(Problem) Put the records below into a two-column CSV with the header instruction,points. Give one row per record, with its text and its answer each in a single quoted field and any line breaks replaced by spaces.

### Dataset extract

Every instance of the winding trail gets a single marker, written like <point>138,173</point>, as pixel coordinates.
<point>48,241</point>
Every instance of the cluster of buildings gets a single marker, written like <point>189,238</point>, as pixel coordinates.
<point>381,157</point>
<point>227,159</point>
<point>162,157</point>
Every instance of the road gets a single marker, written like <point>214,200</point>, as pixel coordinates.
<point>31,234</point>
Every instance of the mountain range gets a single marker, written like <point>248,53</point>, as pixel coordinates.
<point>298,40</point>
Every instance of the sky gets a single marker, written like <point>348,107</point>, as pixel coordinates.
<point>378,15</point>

######

(Result of this exercise)
instruction,points
"Every instance of the winding trail gets a single marker, written like <point>138,173</point>, as pixel coordinates.","<point>48,241</point>"
"Every instance of the cluster of buildings gets a single marker, written like <point>189,238</point>, as pixel coordinates.","<point>381,157</point> <point>227,159</point> <point>162,157</point>"
"Every instance of the road gets a single marker, written like <point>214,200</point>, as pixel coordinates.","<point>31,234</point>"
"Every instance of the mountain range gets a single marker, written like <point>248,53</point>, as pixel coordinates.","<point>298,40</point>"
"Every instance of the sky gets a single marker, written like <point>348,107</point>, as pixel coordinates.","<point>378,15</point>"